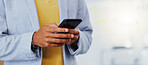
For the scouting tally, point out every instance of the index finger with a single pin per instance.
(74, 31)
(57, 30)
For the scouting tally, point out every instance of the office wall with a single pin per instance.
(116, 23)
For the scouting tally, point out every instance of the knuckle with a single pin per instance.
(46, 44)
(46, 40)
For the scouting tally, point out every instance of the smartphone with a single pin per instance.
(70, 23)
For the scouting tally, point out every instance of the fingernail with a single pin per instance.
(72, 36)
(66, 30)
(69, 39)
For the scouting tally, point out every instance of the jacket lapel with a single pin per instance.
(32, 12)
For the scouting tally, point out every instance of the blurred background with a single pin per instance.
(120, 34)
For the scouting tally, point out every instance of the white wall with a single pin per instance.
(116, 23)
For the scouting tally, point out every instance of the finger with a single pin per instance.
(57, 30)
(74, 31)
(52, 24)
(55, 45)
(60, 35)
(59, 41)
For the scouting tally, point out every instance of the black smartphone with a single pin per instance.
(70, 23)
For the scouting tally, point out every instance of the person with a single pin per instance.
(30, 27)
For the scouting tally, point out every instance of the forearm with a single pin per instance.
(17, 47)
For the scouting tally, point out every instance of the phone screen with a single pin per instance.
(70, 23)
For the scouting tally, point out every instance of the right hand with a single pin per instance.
(50, 35)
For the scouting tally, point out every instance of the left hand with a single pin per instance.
(75, 32)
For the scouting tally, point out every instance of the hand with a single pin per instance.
(50, 35)
(75, 39)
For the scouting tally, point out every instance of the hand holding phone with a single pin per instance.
(70, 23)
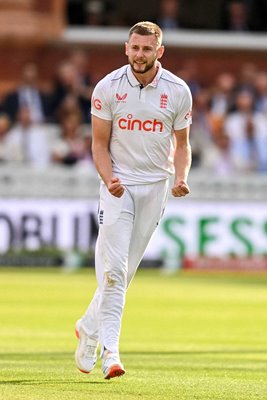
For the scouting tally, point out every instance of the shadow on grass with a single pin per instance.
(69, 355)
(49, 381)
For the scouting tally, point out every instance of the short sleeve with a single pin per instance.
(100, 105)
(184, 113)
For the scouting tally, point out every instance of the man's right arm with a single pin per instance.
(101, 131)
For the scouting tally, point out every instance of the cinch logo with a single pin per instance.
(121, 98)
(163, 100)
(149, 125)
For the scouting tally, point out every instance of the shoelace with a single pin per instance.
(89, 351)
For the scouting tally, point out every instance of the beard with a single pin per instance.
(146, 67)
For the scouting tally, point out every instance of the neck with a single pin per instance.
(148, 77)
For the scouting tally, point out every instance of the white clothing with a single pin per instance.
(143, 120)
(141, 147)
(126, 225)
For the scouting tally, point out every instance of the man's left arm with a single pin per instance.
(182, 162)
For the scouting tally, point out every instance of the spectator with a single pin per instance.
(247, 77)
(247, 131)
(223, 93)
(218, 157)
(4, 130)
(260, 84)
(72, 147)
(27, 141)
(189, 73)
(67, 83)
(201, 130)
(69, 106)
(237, 16)
(168, 14)
(258, 15)
(28, 94)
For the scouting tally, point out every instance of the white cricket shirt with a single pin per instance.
(143, 120)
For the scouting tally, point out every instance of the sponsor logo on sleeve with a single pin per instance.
(121, 98)
(163, 100)
(97, 104)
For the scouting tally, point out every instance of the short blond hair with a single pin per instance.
(146, 28)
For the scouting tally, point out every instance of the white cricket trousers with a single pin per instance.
(126, 225)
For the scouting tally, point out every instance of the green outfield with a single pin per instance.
(185, 337)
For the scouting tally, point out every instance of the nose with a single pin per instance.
(139, 53)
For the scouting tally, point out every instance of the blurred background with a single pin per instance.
(53, 52)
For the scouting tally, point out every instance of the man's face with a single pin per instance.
(143, 52)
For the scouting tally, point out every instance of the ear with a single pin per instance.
(161, 52)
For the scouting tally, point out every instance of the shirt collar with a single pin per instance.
(134, 82)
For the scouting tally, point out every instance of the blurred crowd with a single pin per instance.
(228, 134)
(232, 15)
(42, 127)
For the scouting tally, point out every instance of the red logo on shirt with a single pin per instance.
(131, 124)
(121, 98)
(97, 104)
(163, 100)
(188, 115)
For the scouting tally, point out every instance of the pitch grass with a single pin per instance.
(186, 336)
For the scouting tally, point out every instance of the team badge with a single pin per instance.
(122, 98)
(163, 100)
(97, 103)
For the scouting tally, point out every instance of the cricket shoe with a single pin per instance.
(111, 365)
(86, 352)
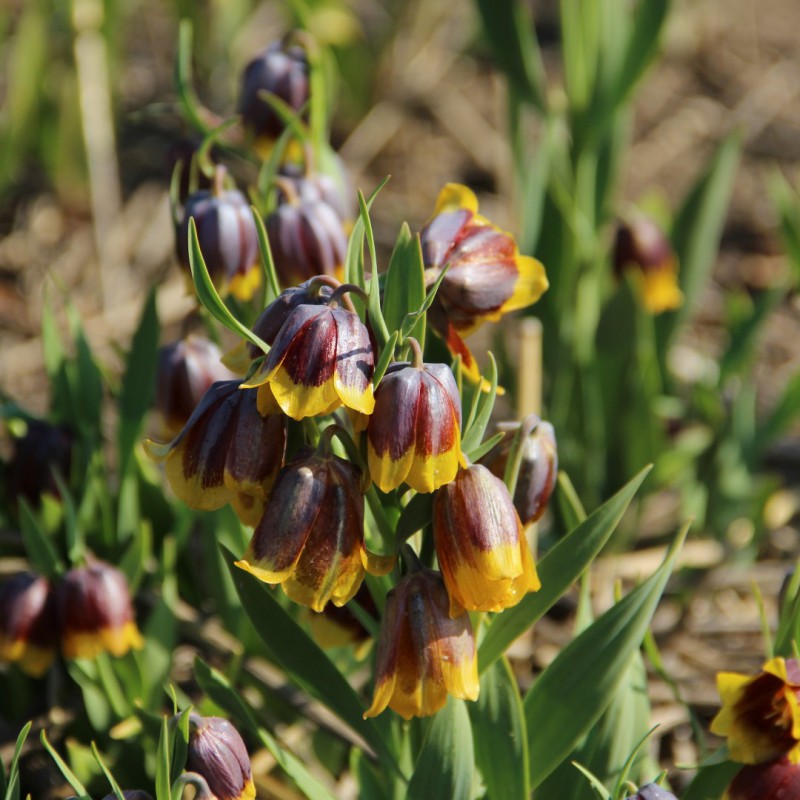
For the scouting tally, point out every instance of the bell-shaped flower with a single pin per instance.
(311, 537)
(95, 612)
(487, 275)
(227, 235)
(185, 371)
(760, 715)
(775, 780)
(481, 548)
(414, 433)
(218, 754)
(226, 453)
(28, 626)
(322, 358)
(642, 250)
(538, 465)
(424, 653)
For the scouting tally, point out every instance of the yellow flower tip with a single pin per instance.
(454, 196)
(659, 290)
(244, 286)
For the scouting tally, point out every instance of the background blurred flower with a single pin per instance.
(423, 653)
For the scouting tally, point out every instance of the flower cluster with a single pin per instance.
(87, 613)
(267, 445)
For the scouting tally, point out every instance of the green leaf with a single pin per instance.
(500, 735)
(560, 567)
(68, 774)
(217, 687)
(138, 385)
(507, 25)
(445, 764)
(404, 290)
(572, 693)
(208, 296)
(304, 662)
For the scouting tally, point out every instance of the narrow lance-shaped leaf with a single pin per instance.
(571, 694)
(559, 568)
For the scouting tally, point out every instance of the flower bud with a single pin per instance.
(483, 554)
(226, 453)
(642, 248)
(227, 236)
(28, 626)
(322, 358)
(95, 612)
(186, 369)
(775, 780)
(537, 470)
(311, 537)
(307, 238)
(760, 715)
(218, 754)
(423, 654)
(652, 791)
(281, 69)
(414, 433)
(43, 448)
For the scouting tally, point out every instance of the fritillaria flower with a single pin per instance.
(226, 232)
(311, 537)
(95, 612)
(642, 249)
(321, 358)
(185, 371)
(760, 715)
(480, 544)
(226, 453)
(28, 627)
(414, 433)
(487, 276)
(218, 754)
(424, 654)
(281, 70)
(775, 780)
(538, 465)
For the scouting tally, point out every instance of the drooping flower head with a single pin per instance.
(28, 626)
(424, 653)
(760, 715)
(538, 465)
(321, 358)
(95, 612)
(487, 277)
(226, 453)
(311, 537)
(642, 249)
(185, 371)
(480, 544)
(775, 780)
(414, 433)
(218, 753)
(227, 236)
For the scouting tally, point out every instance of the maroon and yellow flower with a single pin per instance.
(218, 754)
(424, 653)
(642, 250)
(760, 714)
(311, 537)
(487, 276)
(414, 433)
(28, 627)
(226, 453)
(321, 359)
(480, 544)
(96, 613)
(538, 465)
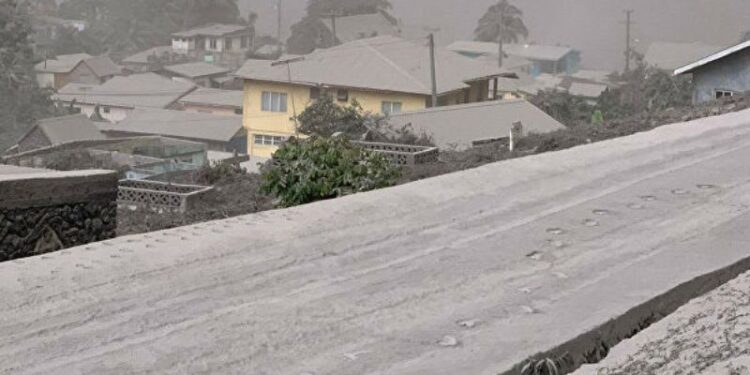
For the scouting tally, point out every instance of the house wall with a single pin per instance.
(731, 73)
(281, 124)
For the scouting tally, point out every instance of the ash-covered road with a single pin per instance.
(468, 273)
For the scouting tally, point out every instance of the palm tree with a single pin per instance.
(503, 23)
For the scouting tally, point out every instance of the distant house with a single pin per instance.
(363, 26)
(200, 73)
(151, 59)
(215, 43)
(724, 73)
(119, 96)
(464, 126)
(213, 101)
(385, 75)
(76, 68)
(543, 58)
(670, 56)
(219, 133)
(58, 130)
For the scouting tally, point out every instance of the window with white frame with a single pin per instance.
(268, 140)
(273, 101)
(724, 93)
(391, 108)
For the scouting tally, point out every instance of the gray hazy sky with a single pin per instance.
(594, 26)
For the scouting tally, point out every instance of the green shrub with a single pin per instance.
(307, 170)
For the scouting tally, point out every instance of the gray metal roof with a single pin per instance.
(587, 90)
(181, 124)
(147, 90)
(712, 58)
(215, 97)
(142, 57)
(214, 30)
(61, 64)
(65, 129)
(103, 66)
(196, 69)
(384, 63)
(670, 56)
(362, 26)
(526, 51)
(458, 126)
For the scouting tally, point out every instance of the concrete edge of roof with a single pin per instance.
(712, 58)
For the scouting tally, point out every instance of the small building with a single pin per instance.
(57, 130)
(200, 73)
(213, 101)
(219, 133)
(669, 56)
(119, 96)
(151, 59)
(385, 75)
(362, 26)
(75, 68)
(544, 58)
(464, 126)
(724, 73)
(215, 43)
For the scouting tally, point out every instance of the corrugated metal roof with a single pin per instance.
(61, 64)
(103, 66)
(362, 26)
(181, 124)
(215, 97)
(670, 56)
(215, 30)
(526, 51)
(196, 69)
(143, 56)
(383, 63)
(458, 126)
(138, 90)
(710, 59)
(587, 90)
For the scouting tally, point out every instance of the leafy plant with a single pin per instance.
(307, 170)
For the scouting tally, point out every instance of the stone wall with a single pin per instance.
(43, 211)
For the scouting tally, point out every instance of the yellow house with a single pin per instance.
(386, 75)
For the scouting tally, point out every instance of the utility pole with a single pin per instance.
(432, 69)
(278, 26)
(628, 48)
(333, 16)
(288, 63)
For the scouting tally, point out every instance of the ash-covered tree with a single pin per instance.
(21, 99)
(502, 23)
(311, 33)
(308, 170)
(325, 117)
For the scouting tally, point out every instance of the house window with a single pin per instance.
(342, 95)
(724, 93)
(268, 140)
(391, 108)
(314, 93)
(273, 102)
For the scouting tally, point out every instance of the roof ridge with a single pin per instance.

————

* TASK REQUIREMENTS:
Can you write out every line of the records from the line containing "For the scouting tally, point out every instance of the leafy" through the end, both included, adding 121 to each number in the answer coordinates?

* SOLUTION FOR THIS PROBLEM:
For the scouting tally, point out every instance of the leafy plant with a single pin per instance.
(428, 291)
For the scouting tally, point out every instance of the stone wall with a single pin per instance.
(164, 332)
For the scouting tally, point out every instance of the yellow house with a single pin per instance.
(507, 196)
For the scouting tally, point out every instance of the utility pole with a single pin per instance.
(553, 190)
(399, 147)
(749, 169)
(454, 137)
(409, 184)
For the scouting tally, point out every instance of the ash-covered tree with a single pin per instance.
(142, 220)
(623, 144)
(432, 154)
(429, 291)
(446, 238)
For the scouting tally, point out every instance of the house window with a single pin per instance.
(463, 216)
(845, 214)
(389, 261)
(512, 229)
(435, 214)
(394, 223)
For the scouting tally, point out every instance of the roof ridge with a single pin per instance.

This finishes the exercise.